_GIVEN TEXT_.
I read with great interest the article by Wong et al. ¹ reporting the distribution and determinants of ocular biometric parameters in a Singapore Malaysian population. This population-based, cross-sectional study was well designed, and the use of partial coherence interferometry ensured the superior accuracy of the ocular biometric measurements. Two-step multivariate linear regression was used for evaluation of the relationship between ocular parameters and other independent variables. An age- and sex-adjusted model was used for each variable first, and those that were significant during the first step were recruited for second-step multivariate regression with backward selection. However, I was puzzled about Table 5, which showed the results of multivariate linear regression models. For example, the standardized β statistics for “Height, cm” are 0.162, 0.075, and 0.250 for AL, ACD, and CC, respectively. These statistics mean that when body height increases 10 cm, AL and ACD will increase 1.62 and 0.75 mm, respectively, which are quite large numbers for AL, averaging 23.55 mm, and ACD, averaging 3.1 mm. Also, for the model of ACD, the standardized β for “Age, y” is −0.358, which means an average of 0.358 mm decrease of ACD per year, meaning that one's ACD would decrease to 0 when he or she is 9 years older! 

It is possible that the unit of height in regression models was the number of quartiles, not centimeters, or that there was a typographical error in Table 5. If not, perhaps the adequacy of the regression models should be examined. Plots of residuals against questionable variables can be used to check for model-fitting adequacy. For the model of ACD, at least two parameter estimates are extreme (age and height), in which overparameterization or collinearity among independent variables may result. The former should not happen, because there are only five parameters to be estimated for 2788 samples. As for the problem of collinearity, it is difficult to handle because it does exist. Wong et al. had considered variables that were closely related to one another (which was supposed to be evaluated by Pearson's correlation coefficients or by clinical judgment) and chose only the most significant one. However, correlations among selected variables cannot be totally avoided. The variance inflation factor can be used to evaluate the extent of collinearity, but selection of independent variables should not depend only on that factor. The criterion of P < 0.05 may be too strict for backward selection in this study, since the adjusted R ² statistics were all less than 0.2. It is suggested that Mallows' Cp statistic be used to choose several acceptable models. If the estimates of parameters vary a lot among different models, clinical rationality as well as the adjusted R ² should be considered when choosing the best-fitting one.

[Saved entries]
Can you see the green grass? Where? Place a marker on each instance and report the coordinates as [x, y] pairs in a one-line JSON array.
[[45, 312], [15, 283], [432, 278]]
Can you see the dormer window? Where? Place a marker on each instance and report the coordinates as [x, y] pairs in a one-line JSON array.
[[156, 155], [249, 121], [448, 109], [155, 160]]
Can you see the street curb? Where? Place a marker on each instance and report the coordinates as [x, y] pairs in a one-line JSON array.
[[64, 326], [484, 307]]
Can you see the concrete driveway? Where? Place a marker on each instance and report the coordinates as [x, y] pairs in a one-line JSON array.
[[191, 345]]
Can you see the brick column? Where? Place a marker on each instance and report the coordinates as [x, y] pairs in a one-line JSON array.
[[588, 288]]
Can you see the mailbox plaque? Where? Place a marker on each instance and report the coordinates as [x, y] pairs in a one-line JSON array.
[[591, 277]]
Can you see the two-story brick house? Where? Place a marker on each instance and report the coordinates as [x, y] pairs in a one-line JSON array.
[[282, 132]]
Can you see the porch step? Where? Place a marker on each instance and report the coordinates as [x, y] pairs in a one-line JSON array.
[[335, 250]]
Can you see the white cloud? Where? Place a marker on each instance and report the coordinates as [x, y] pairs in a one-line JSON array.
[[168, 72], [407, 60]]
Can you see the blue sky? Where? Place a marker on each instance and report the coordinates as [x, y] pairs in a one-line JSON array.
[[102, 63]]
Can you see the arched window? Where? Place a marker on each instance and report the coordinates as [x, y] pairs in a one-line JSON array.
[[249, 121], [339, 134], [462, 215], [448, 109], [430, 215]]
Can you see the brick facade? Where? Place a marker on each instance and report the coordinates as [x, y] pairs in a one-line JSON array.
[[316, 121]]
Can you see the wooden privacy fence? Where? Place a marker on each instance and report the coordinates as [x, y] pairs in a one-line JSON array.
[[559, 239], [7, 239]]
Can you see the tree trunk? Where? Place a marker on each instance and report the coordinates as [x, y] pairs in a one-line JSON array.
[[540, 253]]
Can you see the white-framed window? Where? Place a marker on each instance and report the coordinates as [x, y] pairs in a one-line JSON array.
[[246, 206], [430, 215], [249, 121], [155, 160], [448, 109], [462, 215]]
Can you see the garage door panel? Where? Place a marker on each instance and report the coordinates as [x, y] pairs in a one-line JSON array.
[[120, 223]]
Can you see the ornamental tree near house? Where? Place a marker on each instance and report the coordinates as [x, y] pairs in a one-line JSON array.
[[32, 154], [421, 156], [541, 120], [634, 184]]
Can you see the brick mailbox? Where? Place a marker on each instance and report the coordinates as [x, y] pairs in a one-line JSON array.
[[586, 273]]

_PROBLEM STATEMENT_. In the text on ocular biometric regression models, which statistic is suggested for choosing several acceptable models?

_WRITTEN REPLY_. Mallows' Cp statistic.